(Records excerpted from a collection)
********************

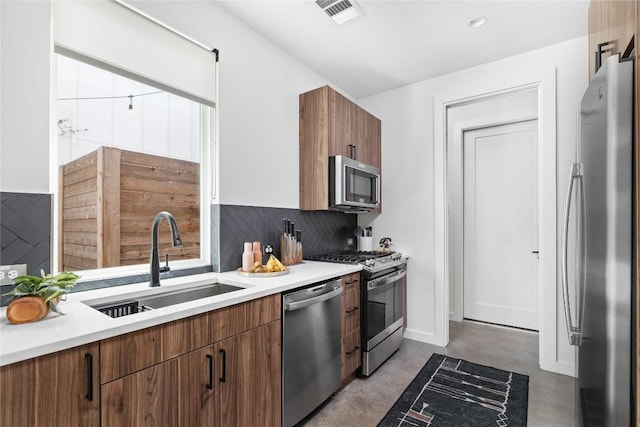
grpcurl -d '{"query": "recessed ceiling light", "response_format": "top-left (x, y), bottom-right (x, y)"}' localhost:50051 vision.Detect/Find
top-left (469, 16), bottom-right (487, 28)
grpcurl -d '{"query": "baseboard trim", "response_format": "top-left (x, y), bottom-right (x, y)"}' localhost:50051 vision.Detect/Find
top-left (404, 328), bottom-right (444, 347)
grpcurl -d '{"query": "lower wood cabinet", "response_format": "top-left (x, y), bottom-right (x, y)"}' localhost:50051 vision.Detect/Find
top-left (0, 343), bottom-right (100, 427)
top-left (0, 294), bottom-right (282, 427)
top-left (215, 321), bottom-right (282, 427)
top-left (340, 273), bottom-right (362, 385)
top-left (101, 321), bottom-right (281, 427)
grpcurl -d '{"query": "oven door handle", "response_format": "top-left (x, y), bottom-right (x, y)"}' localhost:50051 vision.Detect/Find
top-left (367, 270), bottom-right (407, 290)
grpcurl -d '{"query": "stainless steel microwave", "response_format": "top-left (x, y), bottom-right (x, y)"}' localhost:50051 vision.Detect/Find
top-left (329, 156), bottom-right (380, 213)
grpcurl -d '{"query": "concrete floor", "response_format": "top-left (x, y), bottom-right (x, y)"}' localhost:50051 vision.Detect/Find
top-left (300, 322), bottom-right (575, 427)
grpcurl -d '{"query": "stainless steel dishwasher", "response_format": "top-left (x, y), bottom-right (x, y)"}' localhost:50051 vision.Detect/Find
top-left (282, 279), bottom-right (342, 427)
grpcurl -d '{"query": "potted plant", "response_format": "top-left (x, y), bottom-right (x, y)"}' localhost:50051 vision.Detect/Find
top-left (4, 270), bottom-right (80, 324)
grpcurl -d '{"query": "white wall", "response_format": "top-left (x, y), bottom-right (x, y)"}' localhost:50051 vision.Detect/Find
top-left (0, 1), bottom-right (339, 208)
top-left (126, 1), bottom-right (336, 208)
top-left (0, 1), bottom-right (51, 193)
top-left (358, 37), bottom-right (588, 372)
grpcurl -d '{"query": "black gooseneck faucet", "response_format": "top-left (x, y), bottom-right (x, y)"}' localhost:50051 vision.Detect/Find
top-left (149, 211), bottom-right (182, 287)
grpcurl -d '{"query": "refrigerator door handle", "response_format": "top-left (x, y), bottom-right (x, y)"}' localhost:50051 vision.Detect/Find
top-left (562, 163), bottom-right (582, 346)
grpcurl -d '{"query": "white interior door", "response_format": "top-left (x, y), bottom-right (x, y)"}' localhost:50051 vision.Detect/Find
top-left (463, 120), bottom-right (538, 330)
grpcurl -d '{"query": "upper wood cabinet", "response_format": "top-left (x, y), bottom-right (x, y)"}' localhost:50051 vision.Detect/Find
top-left (0, 343), bottom-right (100, 427)
top-left (299, 86), bottom-right (382, 210)
top-left (589, 0), bottom-right (637, 80)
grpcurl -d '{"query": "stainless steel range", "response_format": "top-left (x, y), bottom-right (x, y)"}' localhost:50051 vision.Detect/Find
top-left (309, 252), bottom-right (407, 376)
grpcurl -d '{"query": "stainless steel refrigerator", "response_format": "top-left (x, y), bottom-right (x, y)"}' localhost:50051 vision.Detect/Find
top-left (562, 56), bottom-right (635, 427)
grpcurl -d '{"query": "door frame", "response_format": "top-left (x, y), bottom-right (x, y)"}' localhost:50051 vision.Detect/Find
top-left (433, 67), bottom-right (575, 375)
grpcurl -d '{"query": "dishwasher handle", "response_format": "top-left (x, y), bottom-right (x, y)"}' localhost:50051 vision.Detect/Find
top-left (284, 284), bottom-right (342, 311)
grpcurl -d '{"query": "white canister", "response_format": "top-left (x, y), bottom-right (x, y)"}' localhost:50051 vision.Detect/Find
top-left (358, 236), bottom-right (373, 252)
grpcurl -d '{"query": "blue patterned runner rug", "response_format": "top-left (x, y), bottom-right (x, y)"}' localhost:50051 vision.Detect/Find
top-left (378, 354), bottom-right (529, 427)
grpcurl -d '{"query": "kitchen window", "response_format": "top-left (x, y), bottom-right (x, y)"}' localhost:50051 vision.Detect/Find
top-left (52, 2), bottom-right (217, 278)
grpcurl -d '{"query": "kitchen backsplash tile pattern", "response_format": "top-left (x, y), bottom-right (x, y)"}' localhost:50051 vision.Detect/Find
top-left (0, 201), bottom-right (358, 306)
top-left (0, 191), bottom-right (53, 305)
top-left (211, 205), bottom-right (358, 271)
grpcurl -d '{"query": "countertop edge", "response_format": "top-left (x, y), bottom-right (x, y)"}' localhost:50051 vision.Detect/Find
top-left (0, 261), bottom-right (362, 366)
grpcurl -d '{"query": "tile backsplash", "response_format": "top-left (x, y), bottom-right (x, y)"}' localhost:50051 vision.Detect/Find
top-left (0, 192), bottom-right (53, 305)
top-left (0, 196), bottom-right (358, 305)
top-left (211, 205), bottom-right (358, 271)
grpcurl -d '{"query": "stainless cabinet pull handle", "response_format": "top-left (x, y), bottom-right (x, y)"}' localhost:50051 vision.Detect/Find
top-left (84, 353), bottom-right (93, 402)
top-left (220, 349), bottom-right (227, 383)
top-left (207, 354), bottom-right (214, 390)
top-left (347, 346), bottom-right (360, 356)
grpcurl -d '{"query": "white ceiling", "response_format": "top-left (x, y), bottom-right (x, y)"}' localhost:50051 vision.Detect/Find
top-left (218, 0), bottom-right (589, 99)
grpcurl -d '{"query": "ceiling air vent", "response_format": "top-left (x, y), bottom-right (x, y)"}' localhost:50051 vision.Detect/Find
top-left (316, 0), bottom-right (364, 24)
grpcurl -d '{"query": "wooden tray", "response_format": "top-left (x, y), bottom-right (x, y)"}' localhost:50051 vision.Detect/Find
top-left (236, 267), bottom-right (289, 277)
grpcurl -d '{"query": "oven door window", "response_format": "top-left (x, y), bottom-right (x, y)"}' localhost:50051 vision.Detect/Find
top-left (366, 280), bottom-right (403, 341)
top-left (345, 166), bottom-right (378, 205)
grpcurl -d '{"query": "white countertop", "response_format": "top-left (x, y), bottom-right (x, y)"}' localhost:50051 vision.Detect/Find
top-left (0, 261), bottom-right (361, 366)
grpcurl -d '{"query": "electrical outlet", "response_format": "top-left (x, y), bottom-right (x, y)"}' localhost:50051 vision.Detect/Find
top-left (0, 264), bottom-right (27, 286)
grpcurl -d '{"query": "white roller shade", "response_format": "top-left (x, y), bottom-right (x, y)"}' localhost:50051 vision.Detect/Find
top-left (51, 0), bottom-right (216, 106)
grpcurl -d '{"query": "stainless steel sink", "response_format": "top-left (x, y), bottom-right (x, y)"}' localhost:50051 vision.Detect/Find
top-left (84, 283), bottom-right (244, 317)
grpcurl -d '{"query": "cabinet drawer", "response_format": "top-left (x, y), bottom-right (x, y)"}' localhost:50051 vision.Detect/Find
top-left (100, 294), bottom-right (280, 384)
top-left (209, 294), bottom-right (281, 343)
top-left (100, 315), bottom-right (209, 384)
top-left (342, 282), bottom-right (360, 337)
top-left (341, 273), bottom-right (360, 286)
top-left (341, 329), bottom-right (361, 380)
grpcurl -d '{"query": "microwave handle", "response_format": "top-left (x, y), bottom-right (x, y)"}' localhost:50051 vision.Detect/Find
top-left (347, 144), bottom-right (356, 160)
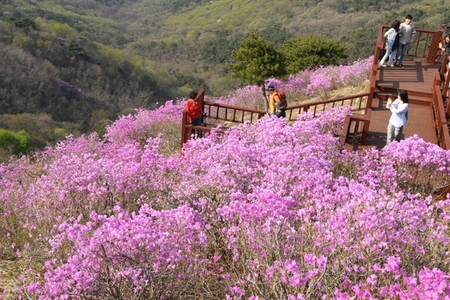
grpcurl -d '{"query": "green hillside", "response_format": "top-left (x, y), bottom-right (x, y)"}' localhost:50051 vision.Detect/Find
top-left (0, 0), bottom-right (450, 157)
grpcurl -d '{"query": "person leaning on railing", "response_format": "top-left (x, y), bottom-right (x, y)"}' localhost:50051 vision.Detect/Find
top-left (386, 90), bottom-right (409, 145)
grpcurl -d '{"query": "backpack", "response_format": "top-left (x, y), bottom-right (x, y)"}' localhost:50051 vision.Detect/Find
top-left (277, 91), bottom-right (287, 109)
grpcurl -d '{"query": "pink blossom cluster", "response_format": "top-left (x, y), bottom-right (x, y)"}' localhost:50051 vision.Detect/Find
top-left (0, 100), bottom-right (450, 300)
top-left (221, 56), bottom-right (373, 110)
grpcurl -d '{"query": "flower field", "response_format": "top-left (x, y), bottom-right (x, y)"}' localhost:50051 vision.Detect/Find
top-left (0, 56), bottom-right (450, 300)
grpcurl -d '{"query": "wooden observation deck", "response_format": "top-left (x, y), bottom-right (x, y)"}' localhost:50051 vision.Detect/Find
top-left (181, 25), bottom-right (450, 150)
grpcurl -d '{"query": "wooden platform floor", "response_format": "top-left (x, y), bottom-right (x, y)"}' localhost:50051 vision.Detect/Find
top-left (347, 61), bottom-right (439, 150)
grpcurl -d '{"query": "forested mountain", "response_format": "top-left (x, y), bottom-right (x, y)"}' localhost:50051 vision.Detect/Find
top-left (0, 0), bottom-right (450, 145)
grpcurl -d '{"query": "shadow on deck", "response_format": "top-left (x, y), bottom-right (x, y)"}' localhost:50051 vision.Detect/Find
top-left (181, 25), bottom-right (450, 151)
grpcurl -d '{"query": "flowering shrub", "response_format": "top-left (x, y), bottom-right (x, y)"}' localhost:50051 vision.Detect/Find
top-left (0, 98), bottom-right (450, 299)
top-left (209, 56), bottom-right (373, 110)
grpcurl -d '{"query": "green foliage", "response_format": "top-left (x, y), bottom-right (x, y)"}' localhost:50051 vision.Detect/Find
top-left (230, 32), bottom-right (288, 86)
top-left (261, 22), bottom-right (294, 46)
top-left (332, 0), bottom-right (415, 14)
top-left (280, 35), bottom-right (347, 74)
top-left (0, 129), bottom-right (30, 155)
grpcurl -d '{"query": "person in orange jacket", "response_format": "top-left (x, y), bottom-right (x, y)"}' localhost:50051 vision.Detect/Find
top-left (186, 91), bottom-right (202, 126)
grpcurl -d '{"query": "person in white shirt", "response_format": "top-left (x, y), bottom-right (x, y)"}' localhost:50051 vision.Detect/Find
top-left (386, 90), bottom-right (409, 145)
top-left (380, 20), bottom-right (400, 67)
top-left (397, 15), bottom-right (416, 68)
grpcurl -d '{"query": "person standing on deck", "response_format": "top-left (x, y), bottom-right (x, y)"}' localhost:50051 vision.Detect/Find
top-left (397, 15), bottom-right (416, 68)
top-left (386, 90), bottom-right (409, 145)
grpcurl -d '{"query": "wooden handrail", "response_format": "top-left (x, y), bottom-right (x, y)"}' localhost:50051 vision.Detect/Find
top-left (431, 73), bottom-right (450, 150)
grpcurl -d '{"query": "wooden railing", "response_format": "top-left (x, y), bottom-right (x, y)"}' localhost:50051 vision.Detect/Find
top-left (203, 101), bottom-right (266, 123)
top-left (339, 108), bottom-right (372, 145)
top-left (431, 73), bottom-right (450, 150)
top-left (181, 90), bottom-right (371, 147)
top-left (372, 25), bottom-right (447, 75)
top-left (286, 93), bottom-right (371, 121)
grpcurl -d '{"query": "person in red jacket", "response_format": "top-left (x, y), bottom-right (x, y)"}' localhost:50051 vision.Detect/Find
top-left (186, 91), bottom-right (202, 126)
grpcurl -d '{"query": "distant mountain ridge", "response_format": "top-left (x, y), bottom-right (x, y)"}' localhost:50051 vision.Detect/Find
top-left (0, 0), bottom-right (450, 136)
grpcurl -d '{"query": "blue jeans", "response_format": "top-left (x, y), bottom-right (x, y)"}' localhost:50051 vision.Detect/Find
top-left (397, 43), bottom-right (409, 65)
top-left (380, 40), bottom-right (395, 66)
top-left (386, 123), bottom-right (403, 146)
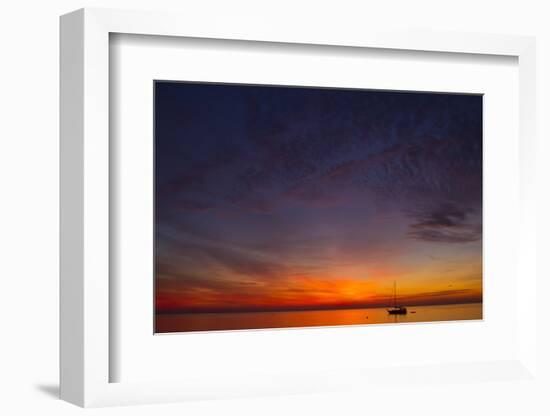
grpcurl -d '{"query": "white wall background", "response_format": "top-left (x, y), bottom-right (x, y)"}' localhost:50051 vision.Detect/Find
top-left (0, 0), bottom-right (550, 415)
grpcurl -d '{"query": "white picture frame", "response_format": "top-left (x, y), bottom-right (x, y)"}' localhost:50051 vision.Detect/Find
top-left (60, 9), bottom-right (537, 407)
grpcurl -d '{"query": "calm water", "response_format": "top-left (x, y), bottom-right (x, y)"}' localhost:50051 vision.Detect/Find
top-left (156, 303), bottom-right (482, 332)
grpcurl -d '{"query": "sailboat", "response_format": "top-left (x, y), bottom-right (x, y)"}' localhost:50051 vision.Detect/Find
top-left (387, 282), bottom-right (407, 315)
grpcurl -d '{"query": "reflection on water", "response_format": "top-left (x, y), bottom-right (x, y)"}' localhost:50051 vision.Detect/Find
top-left (156, 303), bottom-right (482, 333)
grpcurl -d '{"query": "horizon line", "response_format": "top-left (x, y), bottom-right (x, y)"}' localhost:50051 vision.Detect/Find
top-left (155, 298), bottom-right (483, 315)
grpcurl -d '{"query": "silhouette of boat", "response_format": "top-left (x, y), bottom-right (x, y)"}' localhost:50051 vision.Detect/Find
top-left (386, 282), bottom-right (407, 315)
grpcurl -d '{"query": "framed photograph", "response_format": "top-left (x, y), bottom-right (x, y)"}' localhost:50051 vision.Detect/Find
top-left (61, 9), bottom-right (539, 414)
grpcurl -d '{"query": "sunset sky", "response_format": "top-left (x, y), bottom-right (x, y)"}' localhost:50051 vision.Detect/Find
top-left (155, 82), bottom-right (482, 313)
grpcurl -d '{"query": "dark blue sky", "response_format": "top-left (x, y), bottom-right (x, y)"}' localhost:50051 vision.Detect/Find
top-left (155, 82), bottom-right (482, 311)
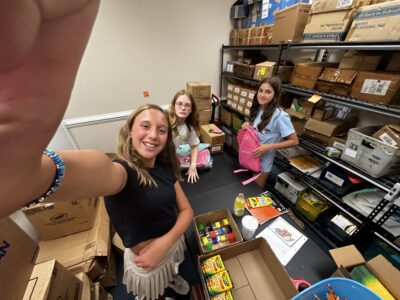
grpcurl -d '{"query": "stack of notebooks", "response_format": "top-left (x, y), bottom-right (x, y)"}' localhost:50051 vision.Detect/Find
top-left (245, 192), bottom-right (287, 225)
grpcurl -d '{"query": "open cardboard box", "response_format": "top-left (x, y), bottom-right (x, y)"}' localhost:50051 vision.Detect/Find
top-left (329, 245), bottom-right (400, 299)
top-left (198, 238), bottom-right (297, 300)
top-left (193, 209), bottom-right (243, 253)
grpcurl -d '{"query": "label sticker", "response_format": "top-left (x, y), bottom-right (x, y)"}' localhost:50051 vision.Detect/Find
top-left (361, 79), bottom-right (392, 96)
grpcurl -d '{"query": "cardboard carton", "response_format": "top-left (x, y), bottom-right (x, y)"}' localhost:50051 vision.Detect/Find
top-left (310, 0), bottom-right (370, 14)
top-left (338, 50), bottom-right (382, 71)
top-left (193, 209), bottom-right (243, 253)
top-left (198, 238), bottom-right (297, 300)
top-left (302, 9), bottom-right (355, 43)
top-left (23, 259), bottom-right (82, 300)
top-left (291, 62), bottom-right (336, 89)
top-left (0, 217), bottom-right (39, 300)
top-left (200, 124), bottom-right (225, 153)
top-left (372, 124), bottom-right (400, 148)
top-left (186, 81), bottom-right (211, 99)
top-left (350, 71), bottom-right (400, 104)
top-left (21, 198), bottom-right (99, 240)
top-left (329, 245), bottom-right (400, 299)
top-left (271, 3), bottom-right (311, 43)
top-left (37, 200), bottom-right (115, 286)
top-left (346, 0), bottom-right (400, 42)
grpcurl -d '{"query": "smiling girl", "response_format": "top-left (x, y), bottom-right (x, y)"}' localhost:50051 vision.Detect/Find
top-left (242, 77), bottom-right (299, 188)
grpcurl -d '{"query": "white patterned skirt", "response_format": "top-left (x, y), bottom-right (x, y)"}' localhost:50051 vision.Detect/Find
top-left (123, 235), bottom-right (186, 300)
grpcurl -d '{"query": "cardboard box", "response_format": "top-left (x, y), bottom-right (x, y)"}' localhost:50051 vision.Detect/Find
top-left (350, 71), bottom-right (400, 104)
top-left (193, 210), bottom-right (243, 253)
top-left (275, 172), bottom-right (307, 204)
top-left (346, 0), bottom-right (400, 42)
top-left (75, 272), bottom-right (94, 300)
top-left (0, 217), bottom-right (39, 300)
top-left (338, 50), bottom-right (382, 71)
top-left (286, 108), bottom-right (309, 136)
top-left (37, 198), bottom-right (111, 281)
top-left (186, 81), bottom-right (211, 99)
top-left (291, 62), bottom-right (336, 89)
top-left (271, 3), bottom-right (311, 43)
top-left (302, 9), bottom-right (355, 43)
top-left (21, 198), bottom-right (99, 240)
top-left (193, 98), bottom-right (211, 111)
top-left (372, 124), bottom-right (400, 148)
top-left (200, 124), bottom-right (225, 153)
top-left (198, 238), bottom-right (297, 300)
top-left (23, 259), bottom-right (82, 300)
top-left (329, 245), bottom-right (400, 299)
top-left (310, 0), bottom-right (370, 14)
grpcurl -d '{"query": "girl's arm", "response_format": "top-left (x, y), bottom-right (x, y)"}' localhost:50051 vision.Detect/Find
top-left (253, 132), bottom-right (299, 157)
top-left (135, 181), bottom-right (193, 270)
top-left (186, 145), bottom-right (199, 183)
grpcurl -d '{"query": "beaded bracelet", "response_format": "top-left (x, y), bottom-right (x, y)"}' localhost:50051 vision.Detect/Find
top-left (28, 148), bottom-right (65, 205)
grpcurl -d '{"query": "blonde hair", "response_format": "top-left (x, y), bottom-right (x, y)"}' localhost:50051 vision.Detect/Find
top-left (168, 90), bottom-right (200, 135)
top-left (117, 104), bottom-right (180, 187)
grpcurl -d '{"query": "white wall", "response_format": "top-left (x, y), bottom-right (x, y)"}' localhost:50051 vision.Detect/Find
top-left (65, 0), bottom-right (234, 119)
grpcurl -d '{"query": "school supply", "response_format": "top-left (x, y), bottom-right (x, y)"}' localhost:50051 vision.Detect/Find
top-left (233, 126), bottom-right (261, 185)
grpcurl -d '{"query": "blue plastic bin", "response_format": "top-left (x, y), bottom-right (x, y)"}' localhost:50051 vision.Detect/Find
top-left (292, 277), bottom-right (382, 300)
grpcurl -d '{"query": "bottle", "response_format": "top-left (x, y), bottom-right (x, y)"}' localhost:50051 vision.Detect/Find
top-left (233, 193), bottom-right (244, 217)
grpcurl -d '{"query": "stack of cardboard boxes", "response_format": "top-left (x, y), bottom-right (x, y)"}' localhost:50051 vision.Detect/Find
top-left (186, 81), bottom-right (212, 126)
top-left (0, 199), bottom-right (116, 300)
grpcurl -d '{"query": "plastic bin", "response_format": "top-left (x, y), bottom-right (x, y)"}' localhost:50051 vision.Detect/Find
top-left (340, 126), bottom-right (400, 178)
top-left (296, 192), bottom-right (329, 221)
top-left (292, 277), bottom-right (382, 300)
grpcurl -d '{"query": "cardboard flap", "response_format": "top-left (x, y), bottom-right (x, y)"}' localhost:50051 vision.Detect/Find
top-left (367, 254), bottom-right (400, 299)
top-left (329, 245), bottom-right (365, 268)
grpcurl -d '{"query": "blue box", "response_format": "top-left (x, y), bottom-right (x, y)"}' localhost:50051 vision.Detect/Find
top-left (292, 278), bottom-right (381, 300)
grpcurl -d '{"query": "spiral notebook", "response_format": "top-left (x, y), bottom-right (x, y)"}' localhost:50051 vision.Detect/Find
top-left (245, 192), bottom-right (287, 225)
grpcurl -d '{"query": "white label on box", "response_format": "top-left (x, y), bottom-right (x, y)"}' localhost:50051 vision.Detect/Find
top-left (261, 0), bottom-right (270, 19)
top-left (325, 171), bottom-right (344, 186)
top-left (336, 0), bottom-right (353, 8)
top-left (344, 148), bottom-right (357, 158)
top-left (361, 79), bottom-right (392, 96)
top-left (379, 132), bottom-right (397, 147)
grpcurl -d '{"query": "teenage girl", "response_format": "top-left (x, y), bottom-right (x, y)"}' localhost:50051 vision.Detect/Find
top-left (242, 77), bottom-right (299, 188)
top-left (168, 90), bottom-right (200, 183)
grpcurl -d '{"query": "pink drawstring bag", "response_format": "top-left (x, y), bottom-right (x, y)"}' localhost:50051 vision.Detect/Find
top-left (233, 126), bottom-right (261, 185)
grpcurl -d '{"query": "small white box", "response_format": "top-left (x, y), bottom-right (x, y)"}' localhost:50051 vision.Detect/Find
top-left (275, 172), bottom-right (307, 204)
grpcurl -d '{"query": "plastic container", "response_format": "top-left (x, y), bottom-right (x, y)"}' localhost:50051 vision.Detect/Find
top-left (340, 126), bottom-right (400, 178)
top-left (292, 278), bottom-right (382, 300)
top-left (296, 192), bottom-right (329, 221)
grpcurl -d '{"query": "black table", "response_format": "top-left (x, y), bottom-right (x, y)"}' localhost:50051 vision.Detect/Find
top-left (182, 153), bottom-right (336, 283)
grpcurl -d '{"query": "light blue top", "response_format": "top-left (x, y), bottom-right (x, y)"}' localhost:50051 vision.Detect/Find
top-left (252, 107), bottom-right (295, 172)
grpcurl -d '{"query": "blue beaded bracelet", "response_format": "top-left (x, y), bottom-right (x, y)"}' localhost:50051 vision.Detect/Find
top-left (28, 148), bottom-right (65, 205)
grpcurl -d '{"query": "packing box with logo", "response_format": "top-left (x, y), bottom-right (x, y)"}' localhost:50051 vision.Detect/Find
top-left (193, 209), bottom-right (243, 253)
top-left (350, 71), bottom-right (400, 104)
top-left (275, 172), bottom-right (307, 204)
top-left (198, 238), bottom-right (297, 300)
top-left (186, 81), bottom-right (211, 99)
top-left (37, 200), bottom-right (116, 286)
top-left (340, 126), bottom-right (400, 178)
top-left (329, 245), bottom-right (400, 299)
top-left (303, 9), bottom-right (354, 43)
top-left (272, 3), bottom-right (311, 43)
top-left (0, 217), bottom-right (39, 300)
top-left (372, 124), bottom-right (400, 148)
top-left (200, 124), bottom-right (225, 153)
top-left (310, 0), bottom-right (370, 14)
top-left (291, 62), bottom-right (336, 89)
top-left (346, 0), bottom-right (400, 42)
top-left (23, 259), bottom-right (82, 300)
top-left (21, 198), bottom-right (98, 240)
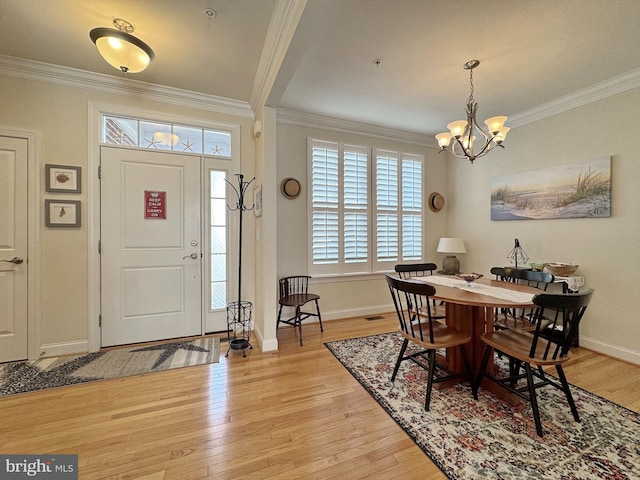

********************

**WORK REQUIRED:** Locate each line in the records above that contains the word "green", matching case exactly, and copy those lines.

**ANSWER TO THE EXERCISE:**
grpcurl -d '{"query": "green hillside", "response_format": "top-left (x, y), bottom-right (x, y)"}' localhost:50051 vision.Detect/Find
grpcurl -d '{"query": "green foliage", "response_format": "top-left (x, y), bottom-right (x, y)"}' localhost:50051 vision.Detect/Find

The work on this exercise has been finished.